▸ **Text section**
Innocent of Academic Misconduct?
On September 7, 2012, the Ruth Institute published a press release praising the University of Texas for halting further investigation into whether UT Sociology Associate Professor Mark Regnerus’s “New Family Structures Study” on same-sex parenting was guilty of “scientific misconduct.”
You See What You Look For
The press release cited the study as evidence that children raised by same-sex parents are more likely to be molested and identified as gay. The most explosive results in the paper can be found in Table 2: Young adults whose mothers had a same sex relationship in their childhoods were more likely to have had sex against their will, and have been touched sexually by an adult and less likely to describe themselves as exclusively heterosexual than children raised by their married biological parents.
According to Regnerus’s findings, children raised by homosexual parents are more likely to suffer from poor impulse control, depression and suicidal thoughts, require mental health therapy, identify themselves as homosexual, choose cohabitation, be unfaithful to partners, contract sexually transmitted diseases, be sexually molested, have lower income levels, drink excessively, and smoke tobacco and marijuana.
This interpretation of the study lines up perfectly with the creed of The National Organization for Marriage’s belief that marriage is only for heterosexuals and further advances their agenda, in their eyes anyway.

▸ **Material provided**
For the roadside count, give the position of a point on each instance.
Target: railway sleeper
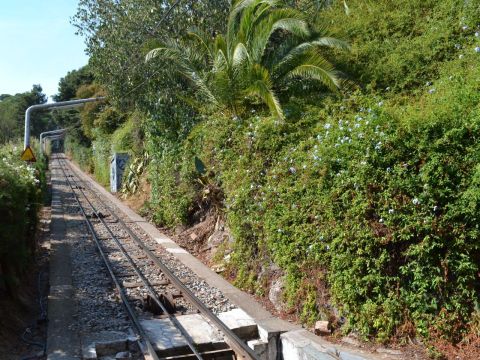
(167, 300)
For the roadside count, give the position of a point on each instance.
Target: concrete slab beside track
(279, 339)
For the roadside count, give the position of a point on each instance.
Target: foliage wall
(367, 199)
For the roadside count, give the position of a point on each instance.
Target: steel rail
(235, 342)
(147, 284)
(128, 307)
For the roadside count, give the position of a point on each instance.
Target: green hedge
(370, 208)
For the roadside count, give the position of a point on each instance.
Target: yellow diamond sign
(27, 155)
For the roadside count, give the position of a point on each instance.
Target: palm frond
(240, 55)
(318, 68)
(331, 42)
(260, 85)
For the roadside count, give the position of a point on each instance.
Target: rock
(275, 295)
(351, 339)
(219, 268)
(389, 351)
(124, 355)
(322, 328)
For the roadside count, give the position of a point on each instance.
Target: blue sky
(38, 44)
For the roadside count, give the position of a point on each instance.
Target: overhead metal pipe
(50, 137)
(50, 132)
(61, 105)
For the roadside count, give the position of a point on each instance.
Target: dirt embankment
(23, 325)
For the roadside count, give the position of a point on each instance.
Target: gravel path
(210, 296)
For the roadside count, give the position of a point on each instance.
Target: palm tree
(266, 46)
---
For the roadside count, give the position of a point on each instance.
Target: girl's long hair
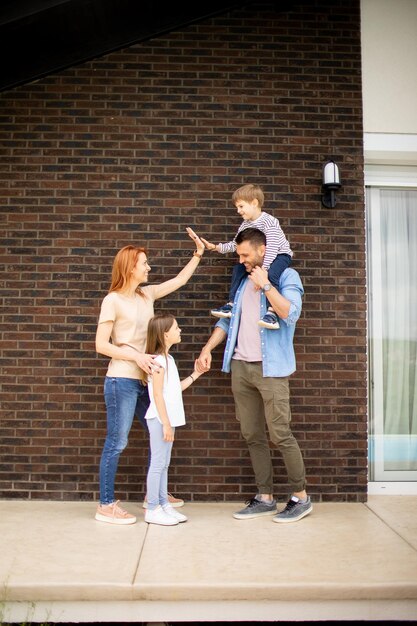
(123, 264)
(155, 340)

▸ **Work to complete**
Can you print the passage of the Regnerus study piece that begins at the words "According to Regnerus’s" and stops after "tobacco and marijuana."? The rows play no part in this.

▸ **Response box**
According to Regnerus’s findings, children raised by homosexual parents are more likely to suffer from poor impulse control, depression and suicidal thoughts, require mental health therapy, identify themselves as homosexual, choose cohabitation, be unfaithful to partners, contract sexually transmitted diseases, be sexually molested, have lower income levels, drink excessively, and smoke tobacco and marijuana.